── DOCUMENT EXCERPT

The development of modern dry needling reflects the great tradition of empirical science, which carries some truth, and some defects of empiricism. All new developments are built on the previous achievements; essentially “dwarfs standing on the shoulders of giants” is a good description of this scientific process.
We describe here the development of dry needling chronologically and hence define the generations of modern dry needling. It does not at all mean one modality is superior, as we all know that all modalities are clinically working. Of course, any modality works best when in well-trained and experienced hands.
The history of dry needling dates back to the 1940’s with Dr. Janet Travell. She identified the muscular trigger points and referral patterns that were elicited with “wet needling”, later she discovered that “dry needling” offered the same results. This was certainly groundbreaking work and hence she created the term dry needling. She and Dr. David G. Simon carefully identified most of the trigger points located in the human body. Thus, the first generation of modern dry needling was established.
In the late 1970’s Dr. C. Gunn developed the concept and technique of Intramuscular Stimulation (IMS). IMS is a technique for the treatment of myofascial pain syndrome based on a comprehensive diagnostic and therapeutic model that identifies the etiology of myofascial pain as neuropathic i.e. due to disease or dysfunction in the nervous system. It specifically identifies the nerve root as the generator of the pathology, so it is referred to as a radiculo-neuropathic model. Chronologically the IMS or Gunn approach can be considered the second generation of modern dry needling, even though it was developed without referring to the trigger point approach.
In late 1970’s, Dr. H.C. Dung, a professor of anatomy, in San Antonio, Texas, discovered the homeostatic points. Dr. Janet Travell recognized and was impressed by Dr. Dung’s discovery (personal communication). In 1999, Dr. H.C. Dung and Dr. Yun-Tao Ma co-authored the book Scientific Acupuncture for Healthcare Professionals published in China. This was the first modern needling textbook published in China. Later they co-authored the second book , Pain Measurement of the Human body also published in China to further explain the clinical application of the system.
Dr. Yun-tao Ma started to practice traditional acupuncture in China in 1968. He was trained as neuroscientist at the National Institute of Health (NIH) and a pain researcher in the Department of Physical Therapy at the University of Iowa. Dr. Ma continued Dr. Dung’s work to explore the physiology of the homeostatic point system and their clinical application. Dr. Ma discovered a relationship between homeostatic points and human biomechanical homeostasis. Dr. Ma also found that all modern dry needling modalities with seemingly different theories and clinical techniques, in fact, share the same physiology and are not in conflict with each other. (The Law of Dry Needling)
The systemic concept of IDN allows the practitioner to view and treat the human body as an inter-related organism, essentially the gestalt theory, yet allowing the clinical freedom to adapt the treatment for each patient. As a result IDN provides the framework upon which to address all types of physical dysfunction. IDN can be considered the third generation of modern dry needling.
The fourth generation of modern dry needling is yet to be written, but I envision a conceptual model that utilizes the autonomic nervous system to address pain and dysfunction. Achieving a better understanding and ability to influence the ANS may be the genesis of the fourth generation and IDN will be the springboard to achieving it…more to come!

────

■ **TASKS TO COMPLETE**
(A) According to the dry needling history, what technique did Dr. C. Gunn develop in the late 1970’s?
(B) Quote the dry needling history from "We describe here" to "needling was established.", inclusive.
(C) Name every person the dry needling history refers to with the title "Dr."

── DATASET EXTRACT

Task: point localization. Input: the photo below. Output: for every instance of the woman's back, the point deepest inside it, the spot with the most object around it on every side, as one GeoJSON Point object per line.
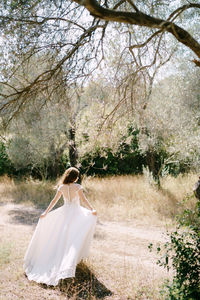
{"type": "Point", "coordinates": [70, 192]}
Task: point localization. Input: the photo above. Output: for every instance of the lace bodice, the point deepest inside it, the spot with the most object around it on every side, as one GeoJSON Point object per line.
{"type": "Point", "coordinates": [70, 192]}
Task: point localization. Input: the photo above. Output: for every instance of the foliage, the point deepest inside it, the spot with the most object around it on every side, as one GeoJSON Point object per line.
{"type": "Point", "coordinates": [6, 166]}
{"type": "Point", "coordinates": [126, 160]}
{"type": "Point", "coordinates": [182, 253]}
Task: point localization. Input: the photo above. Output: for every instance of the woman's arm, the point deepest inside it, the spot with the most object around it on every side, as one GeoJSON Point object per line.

────

■ **TASK RESPONSES**
(A) Intramuscular Stimulation (IMS).

(B)
We describe here the development of dry needling chronologically and hence define the generations of modern dry needling. It does not at all mean one modality is superior, as we all know that all modalities are clinically working. Of course, any modality works best when in well-trained and experienced hands.
The history of dry needling dates back to the 1940’s with Dr. Janet Travell. She identified the muscular trigger points and referral patterns that were elicited with “wet needling”, later she discovered that “dry needling” offered the same results. This was certainly groundbreaking work and hence she created the term dry needling. She and Dr. David G. Simon carefully identified most of the trigger points located in the human body. Thus, the first generation of modern dry needling was established.

(C)
Dr. Janet Travell
Dr. David G. Simon
Dr. C. Gunn
Dr. H.C. Dung
Dr. Yun-Tao Ma